İstekler ::
(1) İrlanda kurtarma paketi hakkındaki metinde "Bununla beraber Financial" ifadesinden "bulaşıcı bir şekilde." ifadesine kadar her şeyi aynen kopyalayın.
(2) İrlanda kurtarma paketi hakkındaki metne göre Charles Grant, Euro bölgesinde tam bir karmaşanın ne kadar süre hakim olacağını söylüyor?

Sayfa ::
Bununla beraber Financial Times'ın başyazısında ise Avrupa'da iktisat çevrelerine bir uyarı göze çarpıyor: Avrupa kamu parasını bir kez daha sadece zaman kazanmak için kullanırsa sorunlar yeniden başgösterecektir. Üstelik çok daha bulaşıcı bir şekilde.
Bankaların kayıpları
Daily Telegraph gazetesi, İrlanda'yı kurtarma çabaları sırasında İngiltere'deki bankaların zarar görmüş olmasına dikkat çekiyor. İngiliz bankaları, İrlanda'da kurtarma anlaşması netleşmeden hükümetin çökebileceği yolundaki kaygılar nedeniyle milyarlarca sterlin değer kaybetti.
Times gazetesinde ise önde gelen iktisatçıların, İrlanda için hazırlanan kurtarma paketinin Euro bölgesindeki krizin aşılmasına yetmeyeceği yolundaki uyarıları ön planda. Gazete İngiltere Maliye Bakanı George Osborne'un, başka Avrupa ülkelerine de yardım gerekebileceği yolundaki sözlerini hatırlatıyor. Times, iktisatçıların tahvil piyasalarındaki felaket tellalları yüzünden Portekiz için de bir kurtarma paketi hazırlanmasının an meselesi olduğu yolundaki uyarılarını dile getiriyor. Gazete, Ekonomik Reform Merkezi'nin direktörü Charles Grant'ın yorumuna yer vermiş: İrlanda için hazırlanan kurtarma paketi Euro bölgesindeki krizi sona erdirmeyecek. En az beş yıl boyunca tam bir karmaşa hakim olacak. Kriz devam edecek çünkü yapısal sorunlar hala aşılmış değil."

Etiketli kutu kayıtları

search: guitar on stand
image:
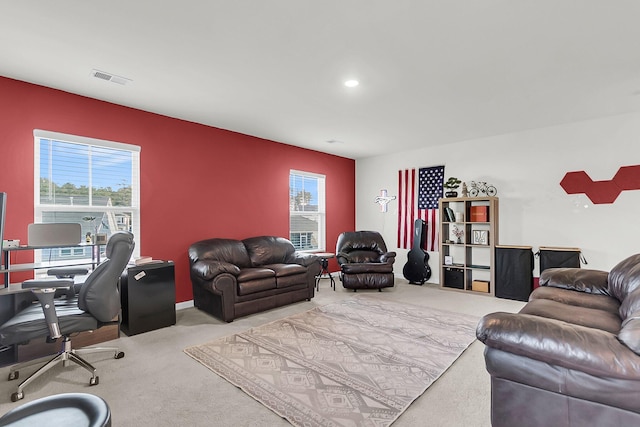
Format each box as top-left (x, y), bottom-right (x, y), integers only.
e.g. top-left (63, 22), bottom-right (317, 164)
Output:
top-left (402, 219), bottom-right (431, 285)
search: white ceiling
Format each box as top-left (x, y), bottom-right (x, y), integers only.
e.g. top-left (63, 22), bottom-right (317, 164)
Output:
top-left (0, 0), bottom-right (640, 158)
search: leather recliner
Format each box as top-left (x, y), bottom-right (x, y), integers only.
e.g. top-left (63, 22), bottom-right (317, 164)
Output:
top-left (336, 231), bottom-right (396, 291)
top-left (476, 254), bottom-right (640, 427)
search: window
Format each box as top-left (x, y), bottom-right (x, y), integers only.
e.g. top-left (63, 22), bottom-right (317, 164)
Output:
top-left (33, 130), bottom-right (140, 259)
top-left (289, 170), bottom-right (326, 251)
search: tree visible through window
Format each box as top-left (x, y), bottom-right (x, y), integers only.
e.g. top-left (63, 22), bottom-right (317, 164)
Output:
top-left (289, 170), bottom-right (326, 251)
top-left (34, 130), bottom-right (140, 258)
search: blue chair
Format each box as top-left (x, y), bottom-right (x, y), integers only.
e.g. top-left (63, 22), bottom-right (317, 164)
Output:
top-left (0, 393), bottom-right (111, 427)
top-left (0, 231), bottom-right (135, 402)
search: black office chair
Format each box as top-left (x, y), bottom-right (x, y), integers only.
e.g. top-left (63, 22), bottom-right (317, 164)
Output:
top-left (0, 231), bottom-right (135, 402)
top-left (0, 393), bottom-right (111, 427)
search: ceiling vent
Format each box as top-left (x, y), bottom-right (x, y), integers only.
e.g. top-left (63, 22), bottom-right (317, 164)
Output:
top-left (91, 70), bottom-right (133, 85)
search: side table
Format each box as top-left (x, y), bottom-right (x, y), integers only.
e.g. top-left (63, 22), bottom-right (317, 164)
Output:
top-left (314, 252), bottom-right (336, 292)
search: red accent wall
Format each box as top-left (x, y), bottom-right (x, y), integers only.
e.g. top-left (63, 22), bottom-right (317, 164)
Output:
top-left (0, 77), bottom-right (355, 302)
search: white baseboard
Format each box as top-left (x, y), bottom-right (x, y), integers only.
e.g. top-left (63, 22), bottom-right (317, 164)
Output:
top-left (176, 300), bottom-right (193, 310)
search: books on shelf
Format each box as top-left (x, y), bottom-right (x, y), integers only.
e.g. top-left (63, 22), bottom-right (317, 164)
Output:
top-left (469, 206), bottom-right (489, 222)
top-left (444, 206), bottom-right (456, 222)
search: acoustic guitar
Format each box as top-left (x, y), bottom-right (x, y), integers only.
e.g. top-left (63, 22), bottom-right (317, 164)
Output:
top-left (402, 219), bottom-right (431, 285)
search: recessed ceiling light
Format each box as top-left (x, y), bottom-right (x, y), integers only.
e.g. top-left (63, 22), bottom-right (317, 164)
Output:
top-left (91, 69), bottom-right (133, 85)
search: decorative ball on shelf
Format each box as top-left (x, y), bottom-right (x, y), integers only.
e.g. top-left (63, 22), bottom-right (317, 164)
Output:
top-left (442, 176), bottom-right (462, 197)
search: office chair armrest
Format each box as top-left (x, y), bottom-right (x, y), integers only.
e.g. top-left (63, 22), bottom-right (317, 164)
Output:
top-left (22, 279), bottom-right (73, 339)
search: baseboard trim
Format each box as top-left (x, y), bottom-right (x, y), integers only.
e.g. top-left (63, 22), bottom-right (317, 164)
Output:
top-left (176, 300), bottom-right (193, 310)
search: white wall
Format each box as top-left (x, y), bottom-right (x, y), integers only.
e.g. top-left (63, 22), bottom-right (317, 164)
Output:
top-left (356, 114), bottom-right (640, 283)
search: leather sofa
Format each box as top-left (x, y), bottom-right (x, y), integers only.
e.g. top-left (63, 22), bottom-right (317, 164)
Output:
top-left (477, 254), bottom-right (640, 427)
top-left (336, 231), bottom-right (396, 292)
top-left (189, 236), bottom-right (320, 322)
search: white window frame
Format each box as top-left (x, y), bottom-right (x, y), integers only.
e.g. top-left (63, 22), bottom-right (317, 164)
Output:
top-left (33, 129), bottom-right (141, 261)
top-left (288, 169), bottom-right (327, 252)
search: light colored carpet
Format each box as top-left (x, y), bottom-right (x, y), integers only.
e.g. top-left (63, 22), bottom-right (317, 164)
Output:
top-left (185, 295), bottom-right (478, 427)
top-left (0, 279), bottom-right (524, 427)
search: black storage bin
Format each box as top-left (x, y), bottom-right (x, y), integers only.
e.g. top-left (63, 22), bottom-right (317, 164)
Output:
top-left (538, 246), bottom-right (580, 273)
top-left (444, 267), bottom-right (464, 289)
top-left (495, 246), bottom-right (534, 301)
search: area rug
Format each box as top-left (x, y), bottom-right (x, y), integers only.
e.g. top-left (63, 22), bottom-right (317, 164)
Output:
top-left (185, 296), bottom-right (479, 427)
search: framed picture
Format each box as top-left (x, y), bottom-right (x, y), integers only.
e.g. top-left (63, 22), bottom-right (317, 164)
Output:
top-left (472, 230), bottom-right (489, 245)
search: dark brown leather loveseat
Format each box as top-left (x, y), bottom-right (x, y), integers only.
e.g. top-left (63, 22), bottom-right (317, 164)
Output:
top-left (477, 254), bottom-right (640, 427)
top-left (189, 236), bottom-right (320, 322)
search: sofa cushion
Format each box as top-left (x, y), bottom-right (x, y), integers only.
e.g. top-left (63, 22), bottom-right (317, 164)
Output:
top-left (238, 277), bottom-right (276, 296)
top-left (342, 262), bottom-right (393, 274)
top-left (520, 299), bottom-right (622, 334)
top-left (242, 236), bottom-right (296, 267)
top-left (609, 254), bottom-right (640, 302)
top-left (263, 264), bottom-right (307, 277)
top-left (619, 288), bottom-right (640, 320)
top-left (237, 268), bottom-right (276, 282)
top-left (189, 238), bottom-right (251, 268)
top-left (529, 286), bottom-right (620, 313)
top-left (618, 311), bottom-right (640, 355)
top-left (237, 268), bottom-right (276, 295)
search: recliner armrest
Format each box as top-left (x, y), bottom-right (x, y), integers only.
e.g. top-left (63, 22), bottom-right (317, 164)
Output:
top-left (476, 312), bottom-right (640, 380)
top-left (540, 268), bottom-right (610, 295)
top-left (380, 252), bottom-right (396, 264)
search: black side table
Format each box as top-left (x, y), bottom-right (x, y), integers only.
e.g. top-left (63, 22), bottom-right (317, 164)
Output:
top-left (120, 261), bottom-right (176, 335)
top-left (314, 252), bottom-right (336, 292)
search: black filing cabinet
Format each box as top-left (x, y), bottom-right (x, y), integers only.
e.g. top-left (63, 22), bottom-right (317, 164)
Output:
top-left (120, 261), bottom-right (176, 335)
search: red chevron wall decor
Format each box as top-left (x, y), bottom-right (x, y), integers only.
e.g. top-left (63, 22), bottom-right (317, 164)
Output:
top-left (560, 165), bottom-right (640, 205)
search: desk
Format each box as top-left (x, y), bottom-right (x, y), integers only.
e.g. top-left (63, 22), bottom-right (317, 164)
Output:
top-left (314, 252), bottom-right (336, 292)
top-left (0, 243), bottom-right (104, 288)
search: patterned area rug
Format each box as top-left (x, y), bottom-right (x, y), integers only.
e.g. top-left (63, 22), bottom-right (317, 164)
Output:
top-left (185, 296), bottom-right (479, 427)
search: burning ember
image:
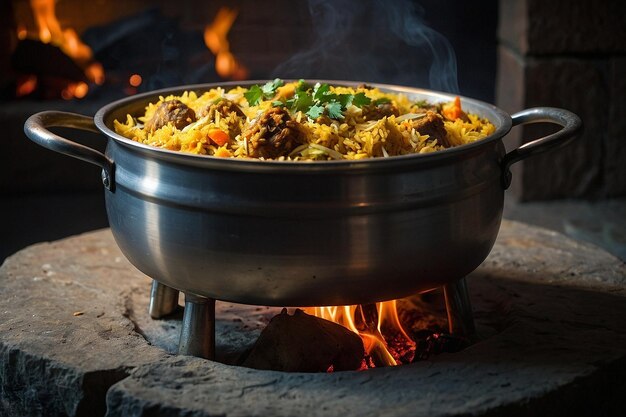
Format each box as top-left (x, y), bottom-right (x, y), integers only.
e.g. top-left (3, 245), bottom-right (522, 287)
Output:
top-left (204, 7), bottom-right (248, 81)
top-left (16, 0), bottom-right (104, 100)
top-left (305, 292), bottom-right (469, 369)
top-left (243, 290), bottom-right (469, 372)
top-left (307, 300), bottom-right (415, 368)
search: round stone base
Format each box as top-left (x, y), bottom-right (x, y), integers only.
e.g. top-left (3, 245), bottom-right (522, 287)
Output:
top-left (0, 221), bottom-right (626, 417)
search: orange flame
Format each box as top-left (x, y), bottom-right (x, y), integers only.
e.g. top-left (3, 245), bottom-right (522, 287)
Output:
top-left (204, 6), bottom-right (248, 80)
top-left (306, 300), bottom-right (415, 367)
top-left (18, 0), bottom-right (104, 99)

Alıştırma Sonuçları ::
(1)
Bununla beraber Financial Times'ın başyazısında ise Avrupa'da iktisat çevrelerine bir uyarı göze çarpıyor: Avrupa kamu parasını bir kez daha sadece zaman kazanmak için kullanırsa sorunlar yeniden başgösterecektir. Üstelik çok daha bulaşıcı bir şekilde.

(2) En az beş yıl boyunca.